### Task inputs ###

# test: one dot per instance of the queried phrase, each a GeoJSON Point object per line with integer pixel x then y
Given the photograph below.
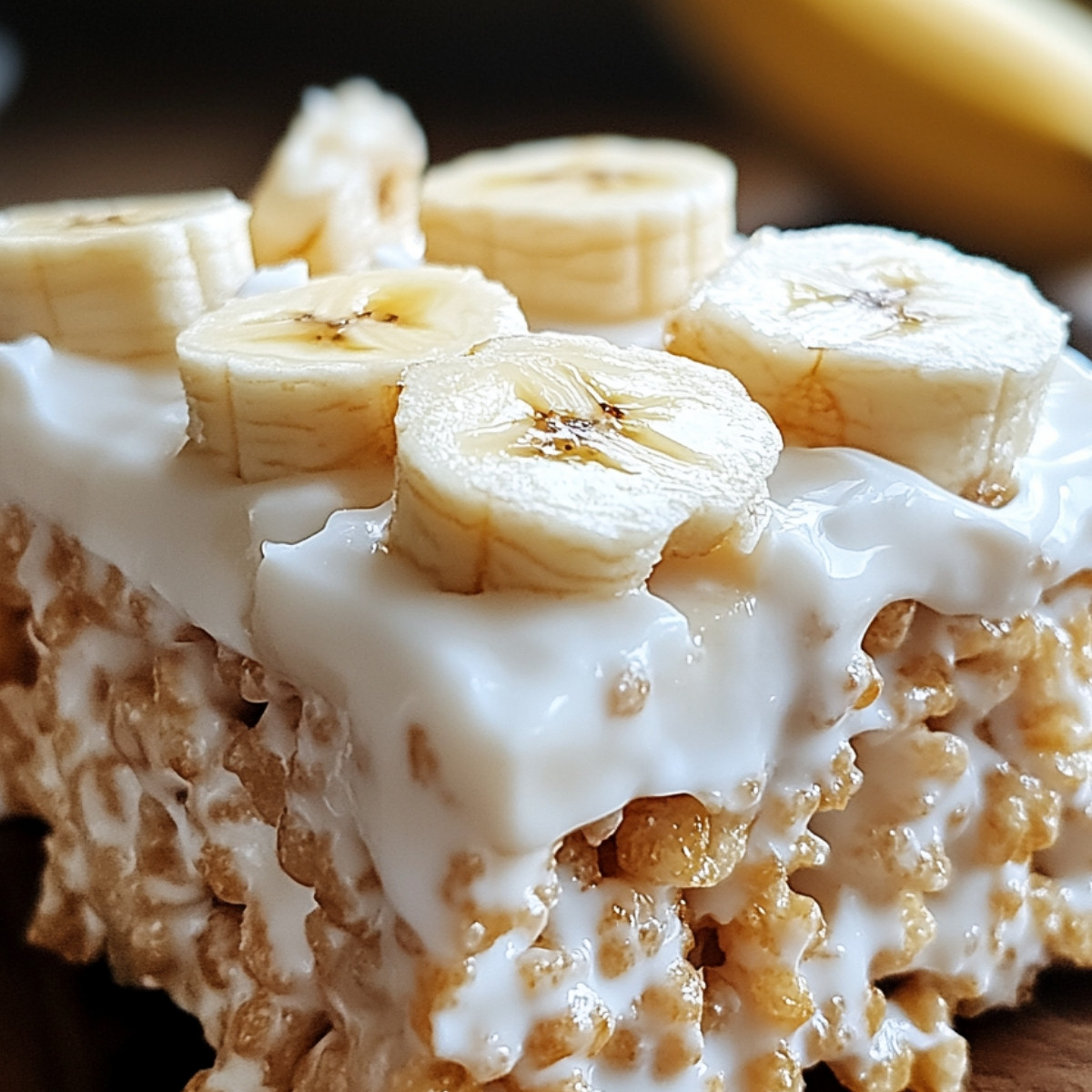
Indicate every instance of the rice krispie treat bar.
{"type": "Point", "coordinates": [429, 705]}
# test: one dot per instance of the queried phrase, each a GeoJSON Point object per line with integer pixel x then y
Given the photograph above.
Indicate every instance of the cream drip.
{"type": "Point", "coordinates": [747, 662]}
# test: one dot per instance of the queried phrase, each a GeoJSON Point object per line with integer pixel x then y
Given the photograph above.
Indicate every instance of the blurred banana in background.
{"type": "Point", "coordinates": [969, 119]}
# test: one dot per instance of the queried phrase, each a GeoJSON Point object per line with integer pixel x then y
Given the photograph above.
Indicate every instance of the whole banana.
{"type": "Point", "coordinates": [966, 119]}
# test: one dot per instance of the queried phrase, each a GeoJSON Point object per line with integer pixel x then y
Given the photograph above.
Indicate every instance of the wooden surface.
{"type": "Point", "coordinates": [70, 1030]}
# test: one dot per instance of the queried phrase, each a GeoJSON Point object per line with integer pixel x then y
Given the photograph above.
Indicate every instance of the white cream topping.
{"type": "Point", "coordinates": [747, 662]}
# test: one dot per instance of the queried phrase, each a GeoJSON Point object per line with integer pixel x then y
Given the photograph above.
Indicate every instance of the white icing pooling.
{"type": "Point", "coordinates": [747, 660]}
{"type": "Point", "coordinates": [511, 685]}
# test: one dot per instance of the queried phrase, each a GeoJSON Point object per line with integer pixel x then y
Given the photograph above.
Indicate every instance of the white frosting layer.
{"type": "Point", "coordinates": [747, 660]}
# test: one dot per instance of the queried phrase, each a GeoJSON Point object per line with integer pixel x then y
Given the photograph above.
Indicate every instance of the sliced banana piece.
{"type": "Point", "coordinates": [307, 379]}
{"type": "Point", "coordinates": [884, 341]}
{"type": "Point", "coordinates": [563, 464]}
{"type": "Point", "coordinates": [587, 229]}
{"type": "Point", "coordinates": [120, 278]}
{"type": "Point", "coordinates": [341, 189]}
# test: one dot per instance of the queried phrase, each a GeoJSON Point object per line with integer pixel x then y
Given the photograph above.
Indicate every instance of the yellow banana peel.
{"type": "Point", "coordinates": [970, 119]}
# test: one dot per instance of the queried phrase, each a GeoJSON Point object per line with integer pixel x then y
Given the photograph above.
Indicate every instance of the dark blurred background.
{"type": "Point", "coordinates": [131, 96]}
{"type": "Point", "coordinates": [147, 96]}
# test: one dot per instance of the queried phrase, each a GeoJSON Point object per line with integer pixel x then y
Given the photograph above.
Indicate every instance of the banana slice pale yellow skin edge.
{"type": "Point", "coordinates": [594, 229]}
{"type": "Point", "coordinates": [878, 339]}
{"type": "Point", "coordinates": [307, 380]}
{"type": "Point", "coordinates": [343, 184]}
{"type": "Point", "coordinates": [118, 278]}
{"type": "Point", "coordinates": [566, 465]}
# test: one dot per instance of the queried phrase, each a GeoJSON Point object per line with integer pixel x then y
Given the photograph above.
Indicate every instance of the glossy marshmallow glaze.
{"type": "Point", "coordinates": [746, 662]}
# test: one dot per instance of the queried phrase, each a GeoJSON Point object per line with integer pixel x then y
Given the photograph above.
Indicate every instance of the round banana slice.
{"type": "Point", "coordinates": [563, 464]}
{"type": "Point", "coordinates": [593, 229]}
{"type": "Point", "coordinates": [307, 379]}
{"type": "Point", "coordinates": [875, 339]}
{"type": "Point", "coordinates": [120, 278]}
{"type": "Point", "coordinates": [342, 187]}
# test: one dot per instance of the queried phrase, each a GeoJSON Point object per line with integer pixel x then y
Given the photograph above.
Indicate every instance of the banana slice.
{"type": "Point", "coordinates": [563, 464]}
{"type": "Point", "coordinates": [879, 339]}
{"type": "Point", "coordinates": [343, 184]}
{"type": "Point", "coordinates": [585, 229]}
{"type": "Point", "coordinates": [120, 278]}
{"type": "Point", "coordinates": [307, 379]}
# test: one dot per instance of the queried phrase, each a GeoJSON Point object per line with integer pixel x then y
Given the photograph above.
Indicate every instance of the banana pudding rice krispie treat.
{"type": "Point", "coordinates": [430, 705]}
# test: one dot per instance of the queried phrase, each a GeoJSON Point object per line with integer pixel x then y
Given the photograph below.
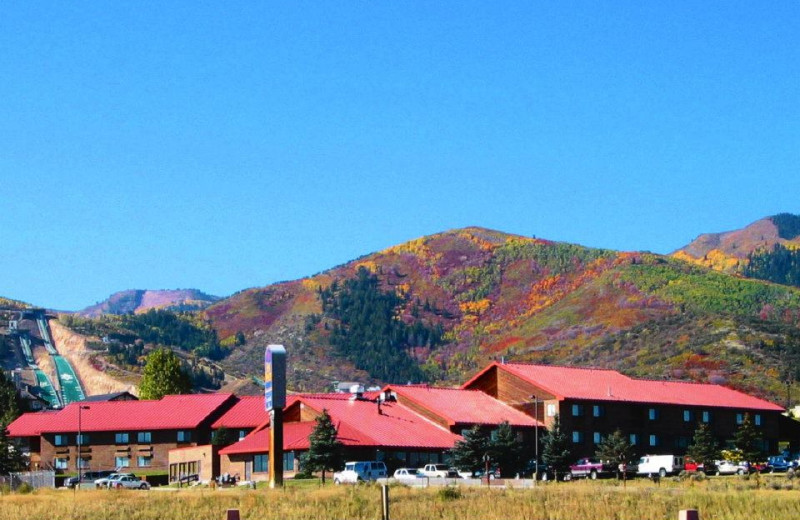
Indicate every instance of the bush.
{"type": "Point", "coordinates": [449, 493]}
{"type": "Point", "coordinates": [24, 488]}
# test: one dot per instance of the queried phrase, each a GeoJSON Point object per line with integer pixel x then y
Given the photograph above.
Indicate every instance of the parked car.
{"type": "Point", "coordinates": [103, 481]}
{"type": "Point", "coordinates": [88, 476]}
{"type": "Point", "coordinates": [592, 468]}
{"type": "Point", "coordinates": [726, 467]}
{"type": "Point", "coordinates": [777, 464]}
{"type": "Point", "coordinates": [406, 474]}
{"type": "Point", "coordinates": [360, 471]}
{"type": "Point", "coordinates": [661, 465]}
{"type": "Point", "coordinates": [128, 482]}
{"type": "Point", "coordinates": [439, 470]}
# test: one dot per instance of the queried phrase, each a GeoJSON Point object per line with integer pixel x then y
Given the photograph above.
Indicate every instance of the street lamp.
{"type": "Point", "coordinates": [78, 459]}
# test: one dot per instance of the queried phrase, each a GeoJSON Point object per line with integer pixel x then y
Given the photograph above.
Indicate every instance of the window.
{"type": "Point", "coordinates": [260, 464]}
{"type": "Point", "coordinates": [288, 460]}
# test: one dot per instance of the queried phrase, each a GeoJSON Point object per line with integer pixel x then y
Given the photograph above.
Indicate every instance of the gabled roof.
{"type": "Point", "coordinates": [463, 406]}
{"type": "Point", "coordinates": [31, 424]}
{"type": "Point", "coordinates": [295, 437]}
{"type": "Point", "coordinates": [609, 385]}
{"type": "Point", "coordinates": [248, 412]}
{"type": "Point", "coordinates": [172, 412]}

###
### Task inputs ###

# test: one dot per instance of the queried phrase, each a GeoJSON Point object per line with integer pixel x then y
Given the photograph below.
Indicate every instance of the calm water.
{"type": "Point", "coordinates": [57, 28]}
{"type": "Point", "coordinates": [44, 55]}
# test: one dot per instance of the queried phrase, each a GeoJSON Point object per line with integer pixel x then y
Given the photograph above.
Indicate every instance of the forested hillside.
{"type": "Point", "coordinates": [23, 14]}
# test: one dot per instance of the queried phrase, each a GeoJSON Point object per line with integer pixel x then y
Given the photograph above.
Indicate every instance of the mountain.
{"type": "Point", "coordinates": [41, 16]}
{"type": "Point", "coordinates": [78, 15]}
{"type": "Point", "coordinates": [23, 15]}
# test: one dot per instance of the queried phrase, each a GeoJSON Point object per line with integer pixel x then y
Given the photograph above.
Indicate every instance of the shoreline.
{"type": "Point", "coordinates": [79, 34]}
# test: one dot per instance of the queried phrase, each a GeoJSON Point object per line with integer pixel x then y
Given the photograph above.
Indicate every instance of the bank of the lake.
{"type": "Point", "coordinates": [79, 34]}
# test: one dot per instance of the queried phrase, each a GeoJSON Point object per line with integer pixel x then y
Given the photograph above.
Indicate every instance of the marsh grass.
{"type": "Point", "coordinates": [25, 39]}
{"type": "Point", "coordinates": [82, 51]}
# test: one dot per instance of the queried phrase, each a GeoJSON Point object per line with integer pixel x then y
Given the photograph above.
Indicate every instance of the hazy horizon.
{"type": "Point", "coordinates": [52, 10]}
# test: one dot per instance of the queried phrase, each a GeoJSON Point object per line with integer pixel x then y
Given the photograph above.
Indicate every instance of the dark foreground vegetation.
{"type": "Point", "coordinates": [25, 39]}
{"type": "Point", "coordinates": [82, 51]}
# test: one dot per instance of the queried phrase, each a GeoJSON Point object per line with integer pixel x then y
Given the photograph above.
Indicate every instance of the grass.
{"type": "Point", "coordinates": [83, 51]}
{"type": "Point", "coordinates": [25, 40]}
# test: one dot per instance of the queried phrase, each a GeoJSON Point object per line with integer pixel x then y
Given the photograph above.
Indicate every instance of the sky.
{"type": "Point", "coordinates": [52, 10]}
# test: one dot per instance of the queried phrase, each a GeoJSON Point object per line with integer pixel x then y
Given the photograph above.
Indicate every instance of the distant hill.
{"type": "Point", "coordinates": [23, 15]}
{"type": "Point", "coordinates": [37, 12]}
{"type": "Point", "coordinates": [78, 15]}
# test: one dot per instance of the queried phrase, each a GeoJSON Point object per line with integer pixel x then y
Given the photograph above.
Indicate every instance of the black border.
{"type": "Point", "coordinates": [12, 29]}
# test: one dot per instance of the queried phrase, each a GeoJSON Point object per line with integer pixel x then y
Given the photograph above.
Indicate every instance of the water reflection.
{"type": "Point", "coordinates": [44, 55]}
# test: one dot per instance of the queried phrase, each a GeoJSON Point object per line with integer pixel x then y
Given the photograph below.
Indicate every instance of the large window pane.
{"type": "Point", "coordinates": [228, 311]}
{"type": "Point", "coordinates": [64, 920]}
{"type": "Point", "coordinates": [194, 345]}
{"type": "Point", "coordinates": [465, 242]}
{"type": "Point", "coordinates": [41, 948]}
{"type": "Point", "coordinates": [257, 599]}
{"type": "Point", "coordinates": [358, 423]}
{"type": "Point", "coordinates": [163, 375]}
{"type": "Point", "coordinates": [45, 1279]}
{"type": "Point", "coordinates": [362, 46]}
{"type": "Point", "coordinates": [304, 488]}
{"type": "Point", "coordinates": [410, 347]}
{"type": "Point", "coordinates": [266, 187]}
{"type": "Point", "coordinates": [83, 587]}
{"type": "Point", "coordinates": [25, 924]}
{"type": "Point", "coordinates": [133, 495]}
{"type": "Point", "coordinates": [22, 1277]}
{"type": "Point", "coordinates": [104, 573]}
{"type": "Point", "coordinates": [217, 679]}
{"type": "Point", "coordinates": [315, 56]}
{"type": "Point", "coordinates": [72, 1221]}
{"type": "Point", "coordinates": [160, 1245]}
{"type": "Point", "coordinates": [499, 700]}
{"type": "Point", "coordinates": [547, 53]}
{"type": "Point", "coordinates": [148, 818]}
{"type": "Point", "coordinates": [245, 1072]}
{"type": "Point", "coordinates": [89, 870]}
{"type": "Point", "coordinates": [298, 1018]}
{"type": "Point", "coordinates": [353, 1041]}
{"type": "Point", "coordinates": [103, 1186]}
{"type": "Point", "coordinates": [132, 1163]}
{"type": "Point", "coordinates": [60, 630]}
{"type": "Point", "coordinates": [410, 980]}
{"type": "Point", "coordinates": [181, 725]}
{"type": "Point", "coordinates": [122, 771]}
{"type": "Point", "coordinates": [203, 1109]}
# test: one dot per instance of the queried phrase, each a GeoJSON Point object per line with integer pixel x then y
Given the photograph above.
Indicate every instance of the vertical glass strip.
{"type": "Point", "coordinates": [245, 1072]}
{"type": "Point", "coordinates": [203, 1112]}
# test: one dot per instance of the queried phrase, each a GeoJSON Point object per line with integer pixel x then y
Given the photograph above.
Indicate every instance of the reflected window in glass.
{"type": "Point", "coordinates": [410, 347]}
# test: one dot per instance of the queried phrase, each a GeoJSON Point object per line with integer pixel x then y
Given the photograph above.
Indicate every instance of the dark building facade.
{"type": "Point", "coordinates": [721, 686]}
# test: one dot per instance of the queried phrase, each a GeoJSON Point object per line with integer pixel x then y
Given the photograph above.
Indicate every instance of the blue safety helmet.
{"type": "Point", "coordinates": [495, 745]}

###

Required task: Gather each line of the material that contains the word "krispie", and copy them in their original order.

Exercise result:
Indicate every instance of the rice krispie treat bar.
Indicate every instance of the banana pudding rice krispie treat.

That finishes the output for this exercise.